DATASET RECORDS:
▬▬▬▬▬▬▬▬▬▬

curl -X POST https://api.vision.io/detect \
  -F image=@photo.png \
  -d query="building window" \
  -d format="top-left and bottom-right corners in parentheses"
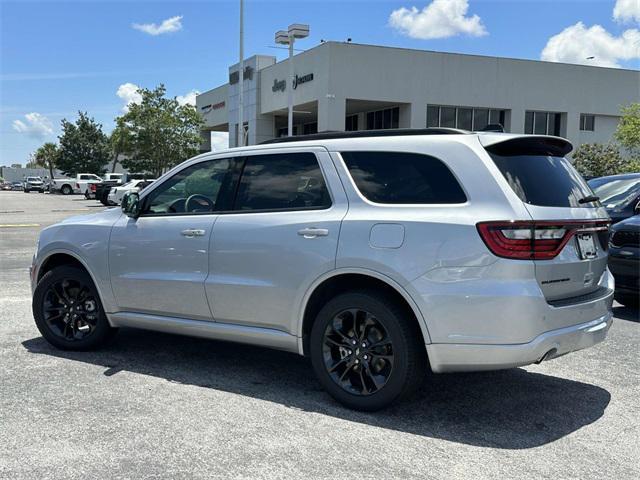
top-left (345, 114), bottom-right (358, 131)
top-left (580, 114), bottom-right (595, 131)
top-left (427, 105), bottom-right (507, 131)
top-left (366, 107), bottom-right (400, 130)
top-left (277, 126), bottom-right (300, 138)
top-left (525, 111), bottom-right (562, 136)
top-left (303, 122), bottom-right (317, 135)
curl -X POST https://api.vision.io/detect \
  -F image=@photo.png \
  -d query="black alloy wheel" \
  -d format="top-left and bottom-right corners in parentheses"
top-left (322, 308), bottom-right (394, 396)
top-left (310, 290), bottom-right (426, 411)
top-left (33, 266), bottom-right (117, 350)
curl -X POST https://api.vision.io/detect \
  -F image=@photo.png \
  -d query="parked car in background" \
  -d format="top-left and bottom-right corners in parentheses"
top-left (94, 173), bottom-right (140, 206)
top-left (51, 173), bottom-right (102, 196)
top-left (1, 181), bottom-right (13, 191)
top-left (608, 215), bottom-right (639, 308)
top-left (11, 182), bottom-right (23, 191)
top-left (30, 130), bottom-right (614, 411)
top-left (23, 176), bottom-right (45, 193)
top-left (107, 179), bottom-right (155, 205)
top-left (588, 173), bottom-right (640, 224)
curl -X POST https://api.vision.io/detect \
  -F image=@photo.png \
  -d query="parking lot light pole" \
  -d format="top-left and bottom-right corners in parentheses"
top-left (238, 0), bottom-right (244, 147)
top-left (275, 24), bottom-right (309, 137)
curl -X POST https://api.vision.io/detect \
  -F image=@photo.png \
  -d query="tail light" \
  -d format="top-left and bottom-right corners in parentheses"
top-left (75, 183), bottom-right (80, 189)
top-left (90, 184), bottom-right (96, 192)
top-left (477, 221), bottom-right (609, 260)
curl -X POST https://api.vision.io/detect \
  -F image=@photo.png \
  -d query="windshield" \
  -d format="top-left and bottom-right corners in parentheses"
top-left (590, 178), bottom-right (640, 210)
top-left (26, 177), bottom-right (41, 182)
top-left (489, 154), bottom-right (595, 208)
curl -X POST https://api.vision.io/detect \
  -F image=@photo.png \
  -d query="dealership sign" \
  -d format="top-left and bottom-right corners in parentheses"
top-left (272, 73), bottom-right (314, 92)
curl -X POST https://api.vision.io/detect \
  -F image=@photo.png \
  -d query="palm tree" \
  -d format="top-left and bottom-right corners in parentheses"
top-left (33, 142), bottom-right (59, 181)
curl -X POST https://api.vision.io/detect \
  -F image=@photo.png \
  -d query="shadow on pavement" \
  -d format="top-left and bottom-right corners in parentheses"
top-left (22, 328), bottom-right (610, 449)
top-left (613, 305), bottom-right (639, 323)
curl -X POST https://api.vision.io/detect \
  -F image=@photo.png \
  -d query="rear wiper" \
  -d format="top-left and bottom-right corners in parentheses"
top-left (578, 195), bottom-right (600, 204)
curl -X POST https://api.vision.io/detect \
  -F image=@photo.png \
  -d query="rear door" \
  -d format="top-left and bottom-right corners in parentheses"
top-left (484, 137), bottom-right (610, 302)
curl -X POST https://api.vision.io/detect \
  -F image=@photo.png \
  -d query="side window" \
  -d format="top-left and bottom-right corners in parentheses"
top-left (79, 175), bottom-right (89, 180)
top-left (340, 151), bottom-right (467, 204)
top-left (234, 152), bottom-right (331, 211)
top-left (143, 158), bottom-right (236, 215)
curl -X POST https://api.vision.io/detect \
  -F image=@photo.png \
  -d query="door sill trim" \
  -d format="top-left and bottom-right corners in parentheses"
top-left (109, 312), bottom-right (300, 353)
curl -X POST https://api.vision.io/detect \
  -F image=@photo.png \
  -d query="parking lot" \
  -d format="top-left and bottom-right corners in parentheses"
top-left (0, 190), bottom-right (638, 479)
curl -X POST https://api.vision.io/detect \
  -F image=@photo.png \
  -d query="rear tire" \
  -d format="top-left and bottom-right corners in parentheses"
top-left (24, 189), bottom-right (29, 193)
top-left (33, 265), bottom-right (117, 351)
top-left (310, 290), bottom-right (426, 411)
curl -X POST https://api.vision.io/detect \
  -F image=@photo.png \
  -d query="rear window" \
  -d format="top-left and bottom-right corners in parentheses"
top-left (488, 153), bottom-right (594, 208)
top-left (340, 151), bottom-right (467, 204)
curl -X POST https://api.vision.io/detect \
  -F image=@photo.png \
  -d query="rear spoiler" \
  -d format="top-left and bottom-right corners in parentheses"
top-left (479, 134), bottom-right (573, 157)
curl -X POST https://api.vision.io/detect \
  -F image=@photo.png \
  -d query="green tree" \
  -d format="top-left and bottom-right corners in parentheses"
top-left (572, 143), bottom-right (626, 177)
top-left (615, 103), bottom-right (640, 158)
top-left (57, 112), bottom-right (110, 176)
top-left (117, 84), bottom-right (204, 177)
top-left (109, 119), bottom-right (132, 173)
top-left (33, 142), bottom-right (60, 180)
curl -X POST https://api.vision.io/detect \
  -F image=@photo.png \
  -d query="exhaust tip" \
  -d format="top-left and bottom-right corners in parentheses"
top-left (536, 348), bottom-right (558, 364)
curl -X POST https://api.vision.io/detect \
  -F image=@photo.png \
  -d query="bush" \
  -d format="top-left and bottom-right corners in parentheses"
top-left (572, 143), bottom-right (626, 178)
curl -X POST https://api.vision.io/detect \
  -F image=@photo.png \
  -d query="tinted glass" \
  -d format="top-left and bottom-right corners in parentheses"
top-left (457, 108), bottom-right (473, 130)
top-left (440, 107), bottom-right (456, 127)
top-left (235, 153), bottom-right (331, 211)
top-left (489, 154), bottom-right (594, 207)
top-left (366, 112), bottom-right (374, 130)
top-left (391, 107), bottom-right (400, 128)
top-left (427, 106), bottom-right (440, 127)
top-left (524, 111), bottom-right (534, 134)
top-left (534, 112), bottom-right (547, 134)
top-left (473, 109), bottom-right (488, 131)
top-left (341, 151), bottom-right (467, 204)
top-left (144, 158), bottom-right (235, 214)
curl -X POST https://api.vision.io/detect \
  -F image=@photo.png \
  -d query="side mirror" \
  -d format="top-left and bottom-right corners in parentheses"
top-left (122, 191), bottom-right (142, 218)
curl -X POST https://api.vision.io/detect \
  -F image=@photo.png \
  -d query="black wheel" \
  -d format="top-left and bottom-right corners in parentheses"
top-left (310, 290), bottom-right (426, 411)
top-left (61, 184), bottom-right (72, 195)
top-left (32, 265), bottom-right (117, 350)
top-left (24, 189), bottom-right (29, 193)
top-left (615, 292), bottom-right (639, 309)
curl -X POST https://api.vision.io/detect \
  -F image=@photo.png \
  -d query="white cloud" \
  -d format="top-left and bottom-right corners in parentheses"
top-left (541, 22), bottom-right (640, 68)
top-left (12, 113), bottom-right (54, 139)
top-left (614, 0), bottom-right (640, 24)
top-left (116, 83), bottom-right (142, 112)
top-left (210, 132), bottom-right (228, 151)
top-left (132, 15), bottom-right (183, 36)
top-left (389, 0), bottom-right (487, 40)
top-left (176, 90), bottom-right (200, 106)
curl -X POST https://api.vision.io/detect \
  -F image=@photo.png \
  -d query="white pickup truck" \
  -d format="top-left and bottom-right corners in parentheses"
top-left (51, 173), bottom-right (103, 196)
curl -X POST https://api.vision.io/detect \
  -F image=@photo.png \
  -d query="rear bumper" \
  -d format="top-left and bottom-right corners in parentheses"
top-left (427, 312), bottom-right (612, 373)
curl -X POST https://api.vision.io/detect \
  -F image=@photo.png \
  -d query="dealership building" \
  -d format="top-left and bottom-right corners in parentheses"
top-left (195, 41), bottom-right (640, 151)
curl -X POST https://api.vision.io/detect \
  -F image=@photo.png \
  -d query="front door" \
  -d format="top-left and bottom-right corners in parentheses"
top-left (207, 149), bottom-right (348, 334)
top-left (109, 157), bottom-right (238, 320)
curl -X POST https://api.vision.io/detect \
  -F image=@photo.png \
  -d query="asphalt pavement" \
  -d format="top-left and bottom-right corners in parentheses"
top-left (1, 191), bottom-right (638, 479)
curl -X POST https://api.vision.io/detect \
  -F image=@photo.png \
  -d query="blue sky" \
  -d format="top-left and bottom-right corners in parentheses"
top-left (1, 0), bottom-right (638, 165)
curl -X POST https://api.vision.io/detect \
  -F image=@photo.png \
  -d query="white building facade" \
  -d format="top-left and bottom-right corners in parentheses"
top-left (196, 42), bottom-right (640, 151)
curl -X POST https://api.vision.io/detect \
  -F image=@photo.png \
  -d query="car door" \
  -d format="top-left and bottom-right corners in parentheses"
top-left (206, 148), bottom-right (348, 335)
top-left (109, 156), bottom-right (239, 320)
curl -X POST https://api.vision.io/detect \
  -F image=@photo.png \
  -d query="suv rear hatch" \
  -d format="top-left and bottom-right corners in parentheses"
top-left (480, 136), bottom-right (610, 303)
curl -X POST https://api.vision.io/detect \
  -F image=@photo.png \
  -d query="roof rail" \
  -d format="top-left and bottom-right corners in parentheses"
top-left (260, 128), bottom-right (469, 144)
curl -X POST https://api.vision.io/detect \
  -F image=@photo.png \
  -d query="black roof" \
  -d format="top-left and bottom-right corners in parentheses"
top-left (260, 128), bottom-right (469, 145)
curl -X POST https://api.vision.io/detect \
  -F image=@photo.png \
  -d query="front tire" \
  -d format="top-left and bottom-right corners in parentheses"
top-left (32, 265), bottom-right (117, 350)
top-left (61, 184), bottom-right (72, 195)
top-left (310, 290), bottom-right (426, 411)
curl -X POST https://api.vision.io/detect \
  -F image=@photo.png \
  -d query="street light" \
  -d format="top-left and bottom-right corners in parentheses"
top-left (275, 23), bottom-right (309, 137)
top-left (238, 0), bottom-right (245, 147)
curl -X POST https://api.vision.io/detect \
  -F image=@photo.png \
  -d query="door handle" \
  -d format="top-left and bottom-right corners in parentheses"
top-left (181, 229), bottom-right (206, 237)
top-left (298, 227), bottom-right (329, 238)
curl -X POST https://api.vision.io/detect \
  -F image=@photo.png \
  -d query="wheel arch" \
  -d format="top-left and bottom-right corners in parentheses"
top-left (35, 249), bottom-right (114, 324)
top-left (298, 268), bottom-right (432, 356)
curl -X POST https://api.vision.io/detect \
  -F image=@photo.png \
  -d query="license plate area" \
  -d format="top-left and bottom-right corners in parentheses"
top-left (576, 233), bottom-right (597, 260)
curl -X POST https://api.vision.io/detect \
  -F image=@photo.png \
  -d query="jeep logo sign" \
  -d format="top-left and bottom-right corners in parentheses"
top-left (272, 73), bottom-right (314, 92)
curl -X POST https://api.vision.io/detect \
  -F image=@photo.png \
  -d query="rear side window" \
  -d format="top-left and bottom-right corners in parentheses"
top-left (234, 152), bottom-right (331, 211)
top-left (489, 153), bottom-right (594, 208)
top-left (340, 151), bottom-right (467, 204)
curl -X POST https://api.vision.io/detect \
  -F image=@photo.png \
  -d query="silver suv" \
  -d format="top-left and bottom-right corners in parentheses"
top-left (30, 130), bottom-right (613, 410)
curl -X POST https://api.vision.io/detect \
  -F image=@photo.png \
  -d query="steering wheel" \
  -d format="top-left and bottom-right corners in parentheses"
top-left (185, 194), bottom-right (215, 212)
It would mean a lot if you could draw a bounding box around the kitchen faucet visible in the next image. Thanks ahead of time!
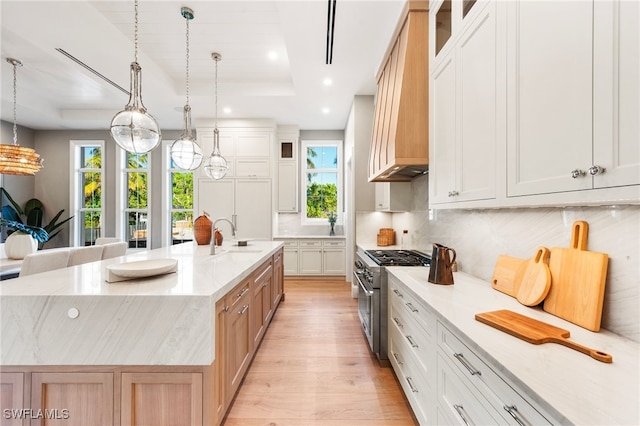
[210,216,237,255]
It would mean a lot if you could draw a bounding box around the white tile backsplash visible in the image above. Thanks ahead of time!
[355,174,640,342]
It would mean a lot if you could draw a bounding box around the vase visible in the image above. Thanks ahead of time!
[4,232,38,259]
[329,224,335,236]
[193,214,212,245]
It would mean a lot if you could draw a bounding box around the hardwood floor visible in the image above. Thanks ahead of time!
[223,279,418,425]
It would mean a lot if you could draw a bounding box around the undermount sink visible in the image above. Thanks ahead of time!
[212,247,262,256]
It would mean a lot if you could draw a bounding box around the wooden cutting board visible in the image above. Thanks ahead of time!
[543,221,609,331]
[475,310,612,363]
[491,255,525,297]
[516,247,551,306]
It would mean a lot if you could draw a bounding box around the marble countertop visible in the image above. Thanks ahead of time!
[0,240,283,366]
[387,267,640,425]
[273,235,345,239]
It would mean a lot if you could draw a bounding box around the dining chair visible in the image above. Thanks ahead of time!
[95,237,122,245]
[19,250,70,277]
[67,245,104,266]
[101,242,127,260]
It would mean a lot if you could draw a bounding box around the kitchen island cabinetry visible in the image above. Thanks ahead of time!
[0,241,285,426]
[387,267,639,425]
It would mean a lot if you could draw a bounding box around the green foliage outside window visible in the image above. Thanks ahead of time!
[306,182,337,218]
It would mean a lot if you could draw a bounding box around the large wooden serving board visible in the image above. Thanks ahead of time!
[475,310,612,363]
[543,221,608,331]
[491,255,525,297]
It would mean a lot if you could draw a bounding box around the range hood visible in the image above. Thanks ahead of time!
[368,1,429,182]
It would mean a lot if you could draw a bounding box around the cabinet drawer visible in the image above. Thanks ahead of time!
[279,240,298,247]
[323,239,345,247]
[437,353,501,426]
[438,322,552,425]
[235,159,270,177]
[389,325,432,425]
[228,280,251,310]
[390,295,435,378]
[299,240,322,247]
[389,276,436,339]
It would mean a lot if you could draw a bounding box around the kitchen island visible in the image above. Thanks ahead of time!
[0,240,284,425]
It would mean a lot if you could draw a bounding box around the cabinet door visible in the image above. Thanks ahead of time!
[252,260,273,346]
[235,159,270,177]
[277,162,298,212]
[235,179,272,240]
[235,133,271,158]
[593,0,640,188]
[226,282,252,400]
[430,53,457,204]
[299,248,323,275]
[455,3,497,202]
[283,248,299,275]
[214,298,227,419]
[121,372,202,426]
[322,248,346,275]
[197,179,234,223]
[197,131,235,178]
[31,372,113,426]
[1,373,23,426]
[507,1,593,196]
[272,249,284,307]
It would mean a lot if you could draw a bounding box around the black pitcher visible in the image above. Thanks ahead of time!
[428,243,456,285]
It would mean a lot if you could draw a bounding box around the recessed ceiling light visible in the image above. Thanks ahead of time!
[267,51,278,61]
[223,107,232,114]
[323,78,333,86]
[322,108,330,114]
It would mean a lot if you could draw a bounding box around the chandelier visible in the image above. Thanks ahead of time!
[170,6,203,170]
[109,0,161,154]
[0,58,44,176]
[202,53,228,180]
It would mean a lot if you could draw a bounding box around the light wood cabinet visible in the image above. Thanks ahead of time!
[375,182,412,211]
[430,0,499,205]
[225,279,252,401]
[31,372,113,426]
[272,248,284,307]
[0,373,24,426]
[369,1,429,182]
[121,372,203,426]
[252,259,273,347]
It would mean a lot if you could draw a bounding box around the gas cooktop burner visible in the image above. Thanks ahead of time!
[366,249,431,266]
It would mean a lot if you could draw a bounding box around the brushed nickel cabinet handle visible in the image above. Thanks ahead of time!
[503,405,526,426]
[454,404,471,426]
[393,317,404,328]
[589,165,606,176]
[406,376,418,393]
[571,169,586,178]
[406,335,419,348]
[405,302,418,313]
[454,352,481,376]
[392,352,403,365]
[238,304,249,315]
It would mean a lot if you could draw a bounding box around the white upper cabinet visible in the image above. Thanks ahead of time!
[430,0,500,205]
[429,0,639,209]
[506,1,594,196]
[276,129,299,212]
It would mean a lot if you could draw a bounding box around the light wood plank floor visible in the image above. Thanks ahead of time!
[223,279,418,426]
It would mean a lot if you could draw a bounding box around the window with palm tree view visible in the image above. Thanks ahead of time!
[303,140,342,222]
[169,157,194,244]
[72,141,104,246]
[124,152,149,249]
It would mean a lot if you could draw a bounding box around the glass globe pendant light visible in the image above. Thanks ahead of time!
[203,53,229,180]
[0,58,44,176]
[170,7,203,170]
[109,0,161,154]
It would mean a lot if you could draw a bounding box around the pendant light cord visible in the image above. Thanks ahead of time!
[214,56,218,129]
[185,17,190,106]
[134,0,139,63]
[12,61,17,146]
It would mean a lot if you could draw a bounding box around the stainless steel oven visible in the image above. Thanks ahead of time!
[355,247,430,362]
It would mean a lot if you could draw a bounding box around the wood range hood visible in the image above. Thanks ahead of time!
[368,0,429,182]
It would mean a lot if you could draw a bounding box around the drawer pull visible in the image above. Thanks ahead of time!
[406,376,418,393]
[453,404,471,426]
[503,405,526,426]
[236,287,249,300]
[405,302,419,313]
[393,317,404,328]
[406,335,419,348]
[223,306,229,312]
[454,353,482,376]
[238,305,249,315]
[392,352,403,366]
[393,289,403,298]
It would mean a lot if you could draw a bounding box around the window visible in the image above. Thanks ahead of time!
[162,141,196,246]
[70,141,104,246]
[301,140,343,223]
[118,150,150,249]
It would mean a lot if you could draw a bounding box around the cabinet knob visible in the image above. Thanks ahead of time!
[571,169,586,179]
[448,190,459,197]
[588,165,606,176]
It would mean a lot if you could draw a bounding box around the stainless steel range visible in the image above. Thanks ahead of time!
[354,247,430,362]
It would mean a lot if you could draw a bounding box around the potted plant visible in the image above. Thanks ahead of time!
[1,188,73,258]
[327,211,337,236]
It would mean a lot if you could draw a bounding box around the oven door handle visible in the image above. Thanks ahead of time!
[353,271,374,297]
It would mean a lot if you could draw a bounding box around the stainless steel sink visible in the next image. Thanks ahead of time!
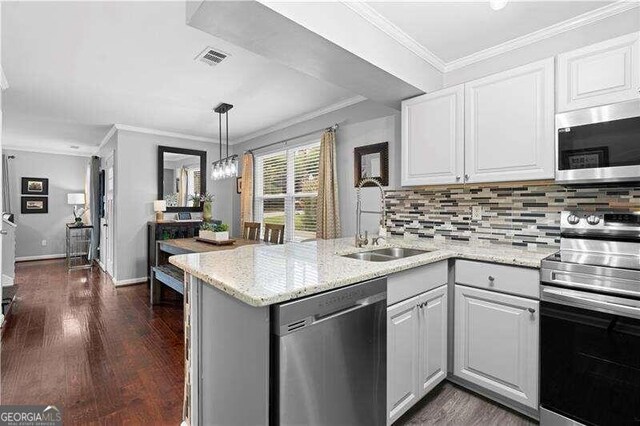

▬▬▬▬▬▬▬▬▬▬

INSTRUCTIONS FOR THE TASK: Some lines of the data above may hold the word "dealership"; state how many do, and give only that number.

ANSWER TO THE PROBLEM: 2